(Image point annotation entries)
---

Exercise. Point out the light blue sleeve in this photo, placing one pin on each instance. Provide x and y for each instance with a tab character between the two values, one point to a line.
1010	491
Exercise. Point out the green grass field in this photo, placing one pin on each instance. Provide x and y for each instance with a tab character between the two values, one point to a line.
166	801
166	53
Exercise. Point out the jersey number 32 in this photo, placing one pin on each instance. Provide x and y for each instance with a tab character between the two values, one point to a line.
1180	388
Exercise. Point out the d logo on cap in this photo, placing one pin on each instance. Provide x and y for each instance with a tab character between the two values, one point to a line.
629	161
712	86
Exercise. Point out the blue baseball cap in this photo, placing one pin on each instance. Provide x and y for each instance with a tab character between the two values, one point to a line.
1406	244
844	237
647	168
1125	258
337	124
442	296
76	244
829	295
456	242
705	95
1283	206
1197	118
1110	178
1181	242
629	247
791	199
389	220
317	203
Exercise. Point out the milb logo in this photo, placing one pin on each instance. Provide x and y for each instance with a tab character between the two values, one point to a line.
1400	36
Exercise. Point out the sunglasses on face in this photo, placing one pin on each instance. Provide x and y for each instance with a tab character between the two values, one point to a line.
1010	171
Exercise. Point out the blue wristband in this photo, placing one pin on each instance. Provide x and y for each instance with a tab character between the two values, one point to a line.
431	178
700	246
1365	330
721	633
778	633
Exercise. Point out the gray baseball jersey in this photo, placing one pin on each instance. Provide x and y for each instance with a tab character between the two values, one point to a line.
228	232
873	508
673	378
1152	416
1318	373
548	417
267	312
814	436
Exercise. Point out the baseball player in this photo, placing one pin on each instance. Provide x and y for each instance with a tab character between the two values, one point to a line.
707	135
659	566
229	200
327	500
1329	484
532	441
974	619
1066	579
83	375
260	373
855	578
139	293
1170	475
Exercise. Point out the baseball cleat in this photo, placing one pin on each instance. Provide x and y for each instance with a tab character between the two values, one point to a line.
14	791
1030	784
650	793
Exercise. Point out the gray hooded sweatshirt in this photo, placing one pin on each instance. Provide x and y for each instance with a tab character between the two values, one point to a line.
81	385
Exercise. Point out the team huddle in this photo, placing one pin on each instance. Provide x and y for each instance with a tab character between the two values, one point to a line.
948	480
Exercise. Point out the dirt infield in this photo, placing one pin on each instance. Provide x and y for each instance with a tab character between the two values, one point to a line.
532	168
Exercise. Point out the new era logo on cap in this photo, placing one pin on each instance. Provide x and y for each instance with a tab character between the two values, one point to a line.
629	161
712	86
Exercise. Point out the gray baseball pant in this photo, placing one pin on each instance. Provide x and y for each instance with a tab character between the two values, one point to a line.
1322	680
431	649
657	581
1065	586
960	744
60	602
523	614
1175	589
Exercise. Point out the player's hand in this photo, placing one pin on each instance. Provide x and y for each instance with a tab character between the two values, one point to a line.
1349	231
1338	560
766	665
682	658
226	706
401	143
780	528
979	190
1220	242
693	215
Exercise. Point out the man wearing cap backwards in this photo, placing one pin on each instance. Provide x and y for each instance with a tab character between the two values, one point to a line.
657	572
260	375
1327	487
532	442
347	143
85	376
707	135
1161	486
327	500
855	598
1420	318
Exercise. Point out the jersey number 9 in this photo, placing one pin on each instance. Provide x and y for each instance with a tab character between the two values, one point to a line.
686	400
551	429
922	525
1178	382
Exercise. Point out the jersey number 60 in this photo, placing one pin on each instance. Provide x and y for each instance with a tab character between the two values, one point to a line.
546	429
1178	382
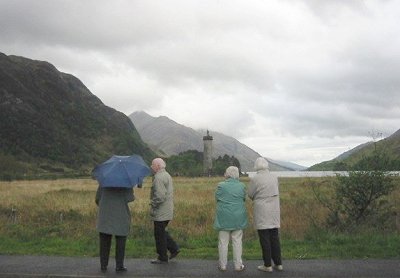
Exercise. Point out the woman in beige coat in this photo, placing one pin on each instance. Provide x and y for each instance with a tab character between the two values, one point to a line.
264	191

---

Exercise:
Write out exactly the lines from the one containing "Exercise. Point out the dirt" through the last line of the records above, both ends included, and leave out any pictures.

Solved problem:
Exercise. Point out the dirt infield in this photo, placing one pin on each instance. Provide x and y for each instance with a tab character between the two values, one point to a line.
532	168
Exercise. Point out the new era logo on cap in this photo, placing one pin on each instance. Provide x and y for each instance with a tab character between the two values, one point to a line.
629	161
712	86
Exercise. Point out the gray baseball pant in this photo, placing one pin on each instance. Provide x and y for each instance with a tab character between the two values, one point to a line.
1322	680
431	649
657	581
1065	586
960	744
60	602
523	614
1175	589
Exercise. Point out the player's hand in this photo, placing one pin on each instance. Provide x and y for each instance with a tab character between the two values, one point to a line.
1349	231
1338	560
766	665
682	658
226	706
401	143
780	528
979	190
1220	242
693	215
Exercise. Point out the man wearing cap backwards in this photo, placing one pin on each instance. Provide x and y for each instance with a tab character between the two values, one point to a line.
657	572
260	375
1327	487
532	442
347	143
85	376
707	135
1161	486
327	500
855	598
1420	318
Exercise. Point out the jersey number 9 in this photo, placing one pin on each instance. Provide x and y for each instance with a tab character between the two values, one point to a line.
686	400
551	429
922	525
1178	382
Exercise. Point out the jersey number 60 in this photo, placing one pin on each instance. Provide x and y for each instance with a tab character between the two values, one point to a line.
546	429
1178	382
Exercise. Point out the woman in beige coat in this photo, placing one pin on each instance. Provide x and y for each instance with a tab character between the two values, one point to a line.
264	191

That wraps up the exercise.